Problem to solve: Your output must match the records exactly, line for line.

Entries taken from a collection
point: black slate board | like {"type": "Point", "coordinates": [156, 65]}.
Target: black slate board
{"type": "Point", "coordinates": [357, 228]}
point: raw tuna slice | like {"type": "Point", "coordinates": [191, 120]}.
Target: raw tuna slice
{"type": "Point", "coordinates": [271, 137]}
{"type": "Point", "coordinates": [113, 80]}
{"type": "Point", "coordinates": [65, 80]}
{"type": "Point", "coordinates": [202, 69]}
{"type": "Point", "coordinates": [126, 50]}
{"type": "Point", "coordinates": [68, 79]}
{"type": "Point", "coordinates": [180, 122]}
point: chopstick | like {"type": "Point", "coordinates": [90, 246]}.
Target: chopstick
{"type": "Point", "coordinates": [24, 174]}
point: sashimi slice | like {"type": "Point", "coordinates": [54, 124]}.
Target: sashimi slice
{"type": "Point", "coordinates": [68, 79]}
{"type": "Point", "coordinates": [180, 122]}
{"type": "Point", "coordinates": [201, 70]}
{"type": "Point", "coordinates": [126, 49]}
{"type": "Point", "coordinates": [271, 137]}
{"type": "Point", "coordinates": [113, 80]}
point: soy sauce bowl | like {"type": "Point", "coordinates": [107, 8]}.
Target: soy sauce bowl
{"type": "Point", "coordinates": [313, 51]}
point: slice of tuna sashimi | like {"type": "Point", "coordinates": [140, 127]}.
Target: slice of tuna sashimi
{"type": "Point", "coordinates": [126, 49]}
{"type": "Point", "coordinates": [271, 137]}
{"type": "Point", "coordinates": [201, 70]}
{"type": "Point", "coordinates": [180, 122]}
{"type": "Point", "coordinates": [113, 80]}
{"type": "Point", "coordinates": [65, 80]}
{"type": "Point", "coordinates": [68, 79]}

Response:
point: black slate board | like {"type": "Point", "coordinates": [156, 65]}.
Target: black slate board
{"type": "Point", "coordinates": [357, 228]}
point: raw tuna slice | like {"type": "Point", "coordinates": [191, 120]}.
Target: raw tuna slice
{"type": "Point", "coordinates": [271, 137]}
{"type": "Point", "coordinates": [113, 80]}
{"type": "Point", "coordinates": [65, 80]}
{"type": "Point", "coordinates": [202, 69]}
{"type": "Point", "coordinates": [126, 50]}
{"type": "Point", "coordinates": [68, 79]}
{"type": "Point", "coordinates": [180, 122]}
point: chopstick | like {"type": "Point", "coordinates": [90, 246]}.
Target: chopstick
{"type": "Point", "coordinates": [24, 174]}
point: sashimi slice | like {"type": "Point", "coordinates": [54, 124]}.
Target: sashimi slice
{"type": "Point", "coordinates": [68, 79]}
{"type": "Point", "coordinates": [180, 122]}
{"type": "Point", "coordinates": [201, 70]}
{"type": "Point", "coordinates": [126, 49]}
{"type": "Point", "coordinates": [271, 137]}
{"type": "Point", "coordinates": [113, 80]}
point: soy sauce bowl | like {"type": "Point", "coordinates": [107, 8]}.
Target: soy sauce bowl
{"type": "Point", "coordinates": [313, 51]}
point: slice of tuna sashimi | like {"type": "Point", "coordinates": [140, 127]}.
Target: slice of tuna sashimi
{"type": "Point", "coordinates": [126, 49]}
{"type": "Point", "coordinates": [271, 137]}
{"type": "Point", "coordinates": [201, 70]}
{"type": "Point", "coordinates": [180, 122]}
{"type": "Point", "coordinates": [113, 80]}
{"type": "Point", "coordinates": [65, 80]}
{"type": "Point", "coordinates": [68, 79]}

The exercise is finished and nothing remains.